#### [Records for processing]
++++++++++++++++++++
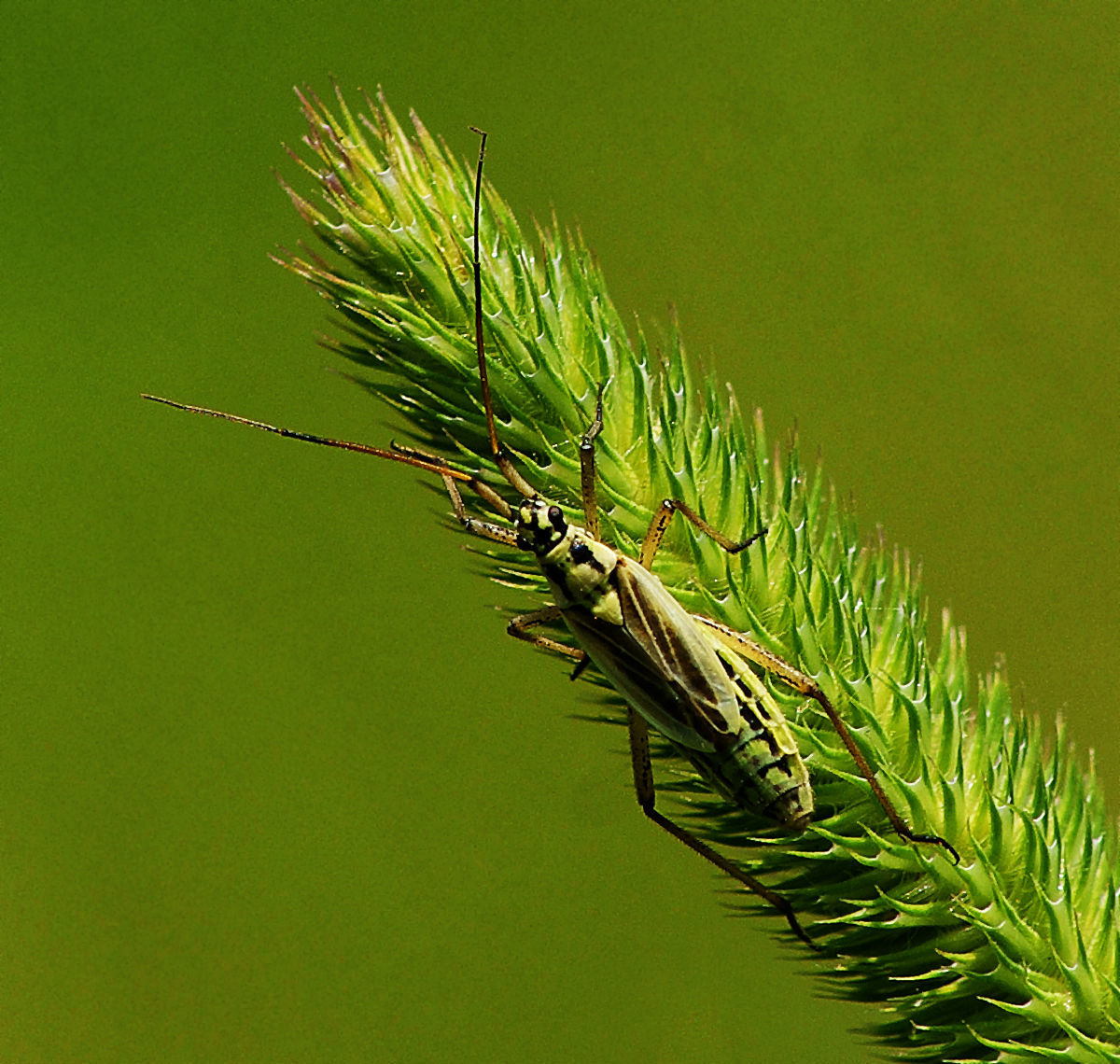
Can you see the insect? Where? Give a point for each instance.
(689, 677)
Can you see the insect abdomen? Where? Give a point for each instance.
(756, 776)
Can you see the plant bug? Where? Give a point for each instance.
(687, 676)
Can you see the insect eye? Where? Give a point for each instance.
(581, 553)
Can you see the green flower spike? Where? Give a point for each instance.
(1011, 956)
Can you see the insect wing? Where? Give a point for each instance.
(662, 664)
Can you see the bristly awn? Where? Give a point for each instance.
(687, 676)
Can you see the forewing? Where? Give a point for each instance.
(664, 651)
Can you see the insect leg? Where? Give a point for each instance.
(660, 524)
(519, 628)
(647, 796)
(806, 686)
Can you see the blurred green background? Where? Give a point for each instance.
(275, 787)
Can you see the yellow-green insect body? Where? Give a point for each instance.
(699, 694)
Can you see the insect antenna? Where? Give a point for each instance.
(501, 456)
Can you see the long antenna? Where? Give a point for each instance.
(501, 458)
(404, 457)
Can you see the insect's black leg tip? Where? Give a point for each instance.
(735, 548)
(936, 840)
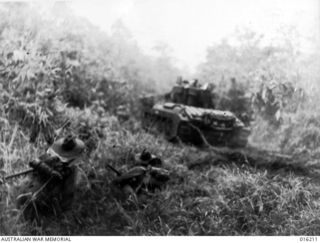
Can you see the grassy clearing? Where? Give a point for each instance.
(213, 199)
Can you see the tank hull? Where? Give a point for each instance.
(196, 126)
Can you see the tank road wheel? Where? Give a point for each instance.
(168, 129)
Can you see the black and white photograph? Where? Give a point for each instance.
(159, 118)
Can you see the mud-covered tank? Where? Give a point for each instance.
(196, 125)
(187, 113)
(192, 94)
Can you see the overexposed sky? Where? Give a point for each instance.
(190, 26)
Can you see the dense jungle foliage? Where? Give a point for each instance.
(58, 69)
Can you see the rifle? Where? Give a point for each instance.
(39, 166)
(25, 172)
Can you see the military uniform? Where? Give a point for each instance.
(51, 186)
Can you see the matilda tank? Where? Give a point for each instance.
(186, 116)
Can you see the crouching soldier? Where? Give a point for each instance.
(144, 177)
(49, 189)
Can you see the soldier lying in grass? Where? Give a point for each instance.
(50, 188)
(146, 176)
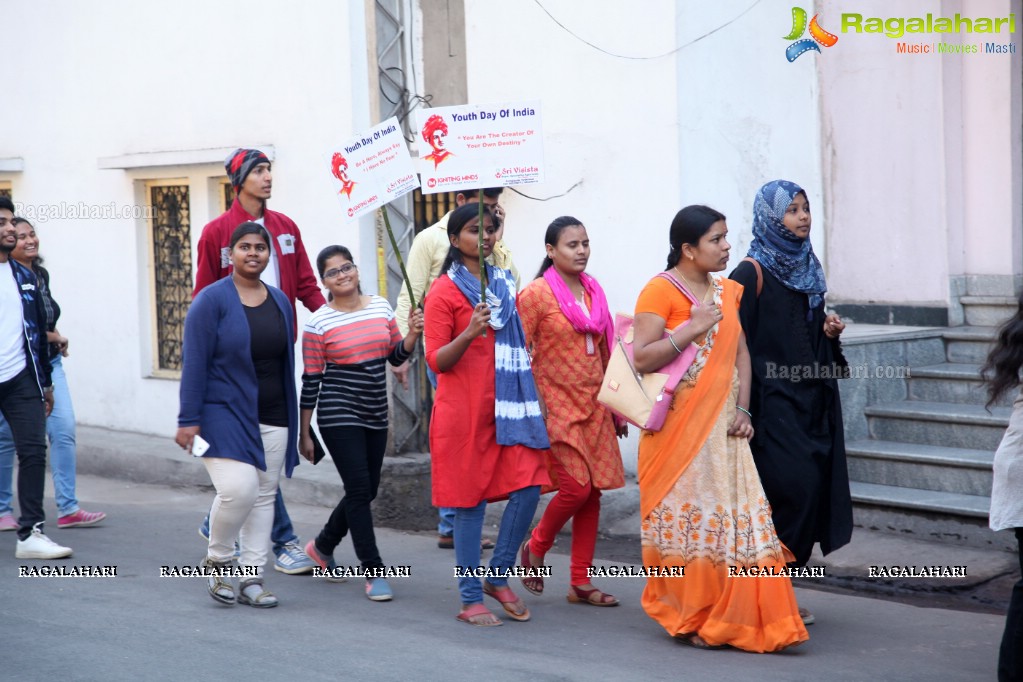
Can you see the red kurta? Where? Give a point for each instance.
(466, 464)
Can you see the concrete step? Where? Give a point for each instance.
(969, 344)
(952, 382)
(945, 424)
(988, 310)
(925, 514)
(921, 466)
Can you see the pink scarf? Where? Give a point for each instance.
(598, 321)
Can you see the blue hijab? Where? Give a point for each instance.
(789, 258)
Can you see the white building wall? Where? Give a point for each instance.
(91, 81)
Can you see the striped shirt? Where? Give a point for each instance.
(344, 355)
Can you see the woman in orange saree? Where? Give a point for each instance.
(702, 503)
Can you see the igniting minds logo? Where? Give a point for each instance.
(817, 35)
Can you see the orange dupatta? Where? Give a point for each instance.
(665, 454)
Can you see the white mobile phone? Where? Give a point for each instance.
(199, 446)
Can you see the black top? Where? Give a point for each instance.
(799, 443)
(269, 347)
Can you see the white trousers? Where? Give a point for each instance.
(242, 510)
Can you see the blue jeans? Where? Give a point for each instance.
(469, 529)
(446, 525)
(60, 430)
(282, 533)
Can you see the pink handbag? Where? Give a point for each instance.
(642, 400)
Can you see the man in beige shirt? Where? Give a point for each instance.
(424, 266)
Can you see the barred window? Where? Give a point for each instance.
(170, 230)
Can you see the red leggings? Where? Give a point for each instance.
(582, 505)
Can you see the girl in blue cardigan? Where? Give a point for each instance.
(237, 392)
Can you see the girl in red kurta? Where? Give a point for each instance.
(487, 436)
(568, 327)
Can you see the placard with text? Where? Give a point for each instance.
(372, 169)
(480, 145)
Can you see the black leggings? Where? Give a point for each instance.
(358, 455)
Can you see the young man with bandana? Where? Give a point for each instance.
(288, 270)
(26, 392)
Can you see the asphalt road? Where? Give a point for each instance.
(139, 626)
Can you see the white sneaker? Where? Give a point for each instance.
(38, 546)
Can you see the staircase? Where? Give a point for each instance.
(923, 467)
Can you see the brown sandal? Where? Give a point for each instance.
(594, 597)
(697, 642)
(509, 601)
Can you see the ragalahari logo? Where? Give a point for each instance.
(817, 35)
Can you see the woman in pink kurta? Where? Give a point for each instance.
(568, 327)
(487, 437)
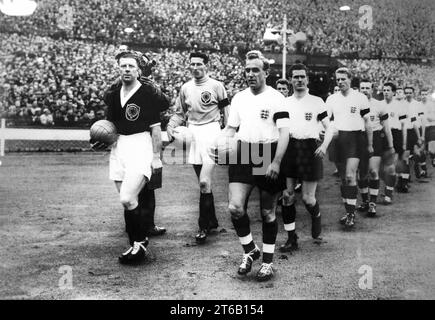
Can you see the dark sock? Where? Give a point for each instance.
(243, 229)
(363, 189)
(374, 188)
(351, 193)
(147, 201)
(137, 230)
(270, 230)
(206, 209)
(313, 210)
(289, 217)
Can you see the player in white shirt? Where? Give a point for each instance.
(283, 86)
(414, 142)
(429, 109)
(263, 125)
(199, 104)
(303, 158)
(350, 110)
(396, 117)
(420, 161)
(383, 151)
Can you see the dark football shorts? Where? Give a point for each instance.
(430, 134)
(300, 161)
(380, 143)
(411, 140)
(332, 150)
(249, 170)
(351, 144)
(364, 158)
(398, 141)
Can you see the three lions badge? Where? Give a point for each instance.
(132, 112)
(205, 97)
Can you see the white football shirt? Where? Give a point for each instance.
(396, 113)
(348, 112)
(258, 116)
(305, 115)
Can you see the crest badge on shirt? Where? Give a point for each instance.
(308, 116)
(264, 114)
(205, 97)
(132, 112)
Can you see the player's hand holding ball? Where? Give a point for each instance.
(156, 164)
(321, 151)
(273, 170)
(224, 150)
(182, 136)
(103, 134)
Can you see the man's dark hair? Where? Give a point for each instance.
(256, 54)
(296, 67)
(391, 85)
(283, 81)
(198, 54)
(127, 54)
(366, 81)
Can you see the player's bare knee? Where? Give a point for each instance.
(374, 175)
(309, 199)
(288, 198)
(205, 186)
(390, 170)
(128, 202)
(268, 215)
(236, 211)
(350, 179)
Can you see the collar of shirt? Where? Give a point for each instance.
(125, 98)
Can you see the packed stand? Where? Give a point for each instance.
(400, 28)
(61, 82)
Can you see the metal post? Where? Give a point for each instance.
(284, 47)
(2, 137)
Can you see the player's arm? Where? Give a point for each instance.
(178, 118)
(161, 99)
(321, 150)
(369, 128)
(156, 135)
(281, 119)
(386, 126)
(414, 122)
(223, 102)
(422, 116)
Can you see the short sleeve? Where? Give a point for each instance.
(234, 116)
(281, 115)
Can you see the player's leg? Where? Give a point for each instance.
(430, 131)
(135, 217)
(268, 204)
(289, 216)
(374, 166)
(389, 166)
(363, 181)
(147, 200)
(312, 206)
(351, 190)
(207, 216)
(238, 195)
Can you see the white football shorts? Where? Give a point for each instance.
(204, 137)
(133, 154)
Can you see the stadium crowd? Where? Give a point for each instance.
(56, 63)
(65, 79)
(61, 82)
(400, 28)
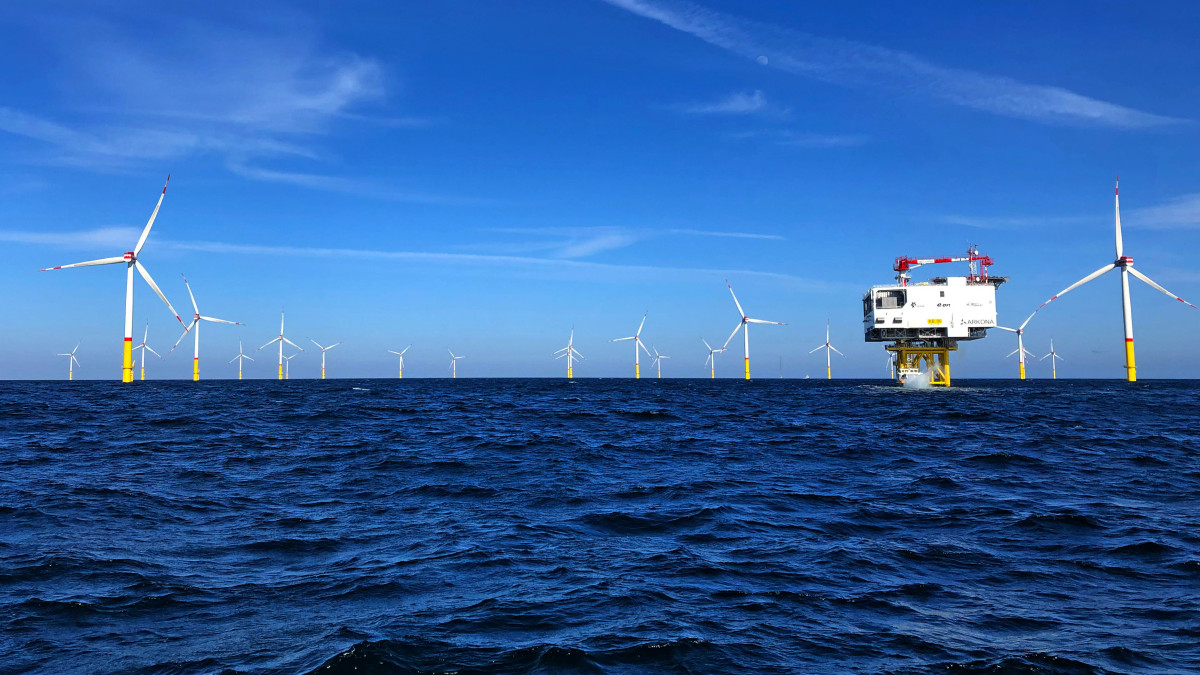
++++++++++++++++++++
#### [Work required]
Identify each line above that contains the word "logo", and copy every such line in full.

#### [Task result]
Can you see the igniting minds logo? Where? Give a point for each instance.
Can you see the ragalahari logo? Where? Give a point for each instance.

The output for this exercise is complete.